Мы поднимались по почти вертикальной стенке, я шёл за Гюлей. Она соскользнула и стала падать вдоль стены прямо мне на голову. Я выставил вперед ледоруб…
За секунду до этого я не знал, куда делать следующий шаг, держался как муха. И вдруг она летит на меня, и я стал как бы частью этой стены — как каменный. Она со страшной силой обрушилась ногами в подставленный мной кетмень. У неё от удара посинели ноги: она же пролетела метров пятнадцать. У неё погас свет и отключился звук, её полчаса колотил озноб. У меня был такой выброс адреналина, что не заметил удара. Вот этот ледоруб спас её. Он висит в углу нашей прихожей, у него сейчас истерлась резина с рукоятки, и вообще он погнулся.
А тогда, в 1980, я переломил себя и перешёл через первый свой мост. Он упирался в площадку, от которой шла тропка, и по ней надо было забраться на довольно высокий берег. Мы поднялись, и нашему взору открылись поля, засеянные ячменем, и сакли, саманные домики.
Олим Назри дал нам возможность отдохнуть и поесть и вкратце рассказал какие-то байки про этот мазар.
Мне так и не удалось выяснить, что это за фигура Хазрати Бурх, к чему он относится, когда он жил. Но местное население было погружено в гештальт, в котором этот Хазрати Бурх был современником Моисея, но как бы вне времени. И он был любимцем Всевышнего.
Одна из сильнейших запомнившихся баек — о споре Хазрати Бурха и Аллаха. Спор был по поводу того, что не должно быть Ада. Хазрати Бурх говорил:
— О, Аллах, Ты создал совершенное творение, но в нём есть Ад и мучения, — и это огромный изъян, это язва. Раз есть Ад, то лучше бы Ты вообще его не создавал. Оно стало бессмысленным. Ты должен Ад закрыть.
— Нельзя, — отвечал ему Аллах. — Потому что это наказание для грешников, для неправедных.
— Нет, этого не может быть, потому что именно наличие наказания создаёт неправедных. Не наказание существует для неправедных, которые сначала грешат, а потом подвергаются наказанию, а сам принцип наказания порождает тех, кто потом под это дело подходят. Закрой — и тогда не будет грешащих.
Всевышний отказался выполнить просьбу Хазрати Бурха. И тогда Хазрати Бурх обиделся, повернулся и ушёл. Сказал, что больше разговаривать со Всевышним не будет. Но Всевышний так любил Хазрати Бурха, что отправил за ним вдогонку Хазрати Мусу, поручив ему вернуть Хазрати Бурха.
Муса догнал его и говорит:
— Ну нельзя же так. Ты же всё-таки с Богом говоришь. Ты чего вообще?!
— Нет, если внутри творения будет Ад, то я не разговариваю с Творцом. Не должно такого быть.
Муса его уговаривал и убеждал — не мог же он вернуться, не исполнив повеления Всевышнего. Умолял-умолял… Тогда Хазрати Бурх вернулся к Творцу и опять спрашивает:
— Ну что, не закроешь?

────────────────────────────────────────

> [ЗАДАНИЕ 1]
Изложите короче абзац исходного текста, который начинается словами «Всевышний отказался выполнить просьбу». Основные факты нужно сохранить.
> [ЗАДАНИЕ 2]
Воспроизведите дословно фрагмент исходного текста, начиная со слов «Мне так и не» и продолжая вплоть до слов «должен Ад закрыть.».

> [Записи о расстановке точек]
────────────────────────────────────────

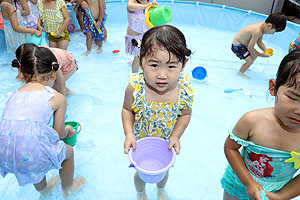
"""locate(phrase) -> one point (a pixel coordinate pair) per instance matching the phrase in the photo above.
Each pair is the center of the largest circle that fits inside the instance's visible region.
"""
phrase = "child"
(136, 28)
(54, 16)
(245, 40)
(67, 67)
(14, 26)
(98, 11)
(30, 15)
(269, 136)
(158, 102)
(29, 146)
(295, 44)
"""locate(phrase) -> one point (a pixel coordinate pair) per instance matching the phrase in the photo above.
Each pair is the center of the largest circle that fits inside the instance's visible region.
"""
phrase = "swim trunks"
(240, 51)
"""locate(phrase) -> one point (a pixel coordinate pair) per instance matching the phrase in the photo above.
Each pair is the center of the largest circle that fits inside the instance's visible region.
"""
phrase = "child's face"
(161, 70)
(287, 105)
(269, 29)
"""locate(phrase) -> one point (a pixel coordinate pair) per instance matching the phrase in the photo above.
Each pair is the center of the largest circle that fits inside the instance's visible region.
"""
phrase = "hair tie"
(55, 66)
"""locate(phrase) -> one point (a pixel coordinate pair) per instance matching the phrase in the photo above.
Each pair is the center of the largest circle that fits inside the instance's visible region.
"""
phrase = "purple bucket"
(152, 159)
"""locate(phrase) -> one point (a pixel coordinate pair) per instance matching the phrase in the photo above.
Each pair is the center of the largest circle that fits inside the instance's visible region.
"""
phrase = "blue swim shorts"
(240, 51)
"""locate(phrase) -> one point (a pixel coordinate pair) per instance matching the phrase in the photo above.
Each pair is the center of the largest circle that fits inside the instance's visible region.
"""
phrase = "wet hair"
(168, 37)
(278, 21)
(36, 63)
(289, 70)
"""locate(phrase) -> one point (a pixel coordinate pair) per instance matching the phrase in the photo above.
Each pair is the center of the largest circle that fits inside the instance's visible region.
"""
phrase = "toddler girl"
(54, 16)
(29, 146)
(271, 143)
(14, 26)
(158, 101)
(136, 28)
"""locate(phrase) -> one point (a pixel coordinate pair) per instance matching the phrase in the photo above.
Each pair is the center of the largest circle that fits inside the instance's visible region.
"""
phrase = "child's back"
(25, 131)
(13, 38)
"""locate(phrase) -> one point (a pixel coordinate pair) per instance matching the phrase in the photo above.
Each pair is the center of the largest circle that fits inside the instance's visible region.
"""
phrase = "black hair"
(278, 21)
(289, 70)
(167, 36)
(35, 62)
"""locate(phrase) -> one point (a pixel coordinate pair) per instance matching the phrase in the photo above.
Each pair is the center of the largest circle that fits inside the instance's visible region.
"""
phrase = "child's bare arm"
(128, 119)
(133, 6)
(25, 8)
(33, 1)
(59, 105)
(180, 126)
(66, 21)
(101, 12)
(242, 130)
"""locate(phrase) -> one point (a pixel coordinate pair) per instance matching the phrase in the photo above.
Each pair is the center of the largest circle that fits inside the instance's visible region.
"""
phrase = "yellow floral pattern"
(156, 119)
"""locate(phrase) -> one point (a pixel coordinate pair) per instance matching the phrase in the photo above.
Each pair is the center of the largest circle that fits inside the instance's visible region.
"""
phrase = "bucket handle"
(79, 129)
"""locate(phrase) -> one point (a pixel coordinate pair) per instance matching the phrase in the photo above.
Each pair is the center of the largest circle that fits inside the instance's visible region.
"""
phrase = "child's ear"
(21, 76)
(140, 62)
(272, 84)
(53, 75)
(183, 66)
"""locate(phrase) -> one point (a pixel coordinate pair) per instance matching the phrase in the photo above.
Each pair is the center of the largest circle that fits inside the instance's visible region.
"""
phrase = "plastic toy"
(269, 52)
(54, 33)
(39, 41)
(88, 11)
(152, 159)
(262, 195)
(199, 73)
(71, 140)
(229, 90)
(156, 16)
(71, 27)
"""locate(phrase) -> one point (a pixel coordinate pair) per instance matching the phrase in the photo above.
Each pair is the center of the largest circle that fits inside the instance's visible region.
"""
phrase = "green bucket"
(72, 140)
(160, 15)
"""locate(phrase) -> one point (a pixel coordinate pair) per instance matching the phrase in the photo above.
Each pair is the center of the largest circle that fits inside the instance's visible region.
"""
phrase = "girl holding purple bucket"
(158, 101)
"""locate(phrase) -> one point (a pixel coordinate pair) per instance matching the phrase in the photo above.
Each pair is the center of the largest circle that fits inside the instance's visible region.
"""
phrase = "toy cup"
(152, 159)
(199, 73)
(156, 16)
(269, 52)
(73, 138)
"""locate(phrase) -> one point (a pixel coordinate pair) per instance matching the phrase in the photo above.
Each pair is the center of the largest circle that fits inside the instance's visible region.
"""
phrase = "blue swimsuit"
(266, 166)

────────────────────────────────────────

> [ПРАВИЛЬНЫЙ ОТВЕТ 1]
Всевышний не выполнил просьбу Хазрати Бурха. Тот обиделся, ушёл и сказал, что больше не будет разговаривать со Всевышним. Всевышний же так любил Хазрати Бурха, что послал за ним Хазрати Мусу и поручил вернуть его.

> [ПРАВИЛЬНЫЙ ОТВЕТ 2]
Мне так и не удалось выяснить, что это за фигура Хазрати Бурх, к чему он относится, когда он жил. Но местное население было погружено в гештальт, в котором этот Хазрати Бурх был современником Моисея, но как бы вне времени. И он был любимцем Всевышнего.
Одна из сильнейших запомнившихся баек — о споре Хазрати Бурха и Аллаха. Спор был по поводу того, что не должно быть Ада. Хазрати Бурх говорил:
— О, Аллах, Ты создал совершенное творение, но в нём есть Ад и мучения, — и это огромный изъян, это язва. Раз есть Ад, то лучше бы Ты вообще его не создавал. Оно стало бессмысленным. Ты должен Ад закрыть.